▸ **Tasks to complete**:
1. According to the passage on technical debt and deadline pressure, what happens to applications in the worst cases?
2. Extend the passage on technical debt and deadline pressure, picking up after its final sentence.

▸ **Selected excerpt**:
———

The above issues might allow a team to meet unrealistic deadlines in the short-term, but at a significant price. If the team is not given the time to pay off these debts and fix the issues right away, which is common for a high-pressure environment because the next customer crisis or life-or-death feature loom, the application is plagued by issues, becomes more fragile, code viscosity is increasing and it becomes harder and harder to maintain and extend. The next set of features will be more difficult to implement and velocity drops. A vicious cycle ensues. As these debts accrue the equivalent of “interest”, they become ever harder to pay off and doing so will take more and more time, which would often slow down or even prevent development of new features for months. That, of course, will not be acceptable due to the existing market pressures.
Since it may take months or even longer for these problems to become fully apparent, the individuals involved in causing these issues by failing to filter pressure appropriately may not see the true root causes and might end up blaming the dev team for poor craftsmanship. Rarely is the true root cause identified and addressed. In the worst cases, the technology organization is blamed and applications eventually have to be completely rewritten and re-architected from scratch or may have to be discontinued and sunset after customer satisfaction and adoption plummet.

———

Data items:
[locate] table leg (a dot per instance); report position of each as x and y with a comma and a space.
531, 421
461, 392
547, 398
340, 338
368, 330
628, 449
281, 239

———

▸ **Answers by item**:
1. They eventually have to be completely rewritten and re-architected from scratch, or they may have to be discontinued and sunset after customer satisfaction and adoption plummet.

2.
Getting out of this mess is hard. Really hard. Rather, it would be better to avoid this situation:
- Ensure Agile is not just a process to be followed, but a true mindset and culture in the organization, which includes trust, safety and truly honest and transparent conversations.
- Leaders at all levels should be aware of their responsibility to be filters for external pressures and foster conversations to negotiate achievable goals.
- These leaders should also be aware that employees may not be comfortable challenging their requests and providing honest feedback. (Even the sincere question “Can we get this done by December 1?” may actually be heard and perceived as “We need to get this done by December 1!”.) Building trust takes time, especially in a company culture that’s transitioning from traditional to true Agile.
- If the organization can’t help but incur debt to meet a necessary but hard-to-achieve deadline, it should be fully aware of and transparent about the impacts of its decision and explicitly reserve time to pay off that debt ASAP. This choice should remain an exception and not become the rule.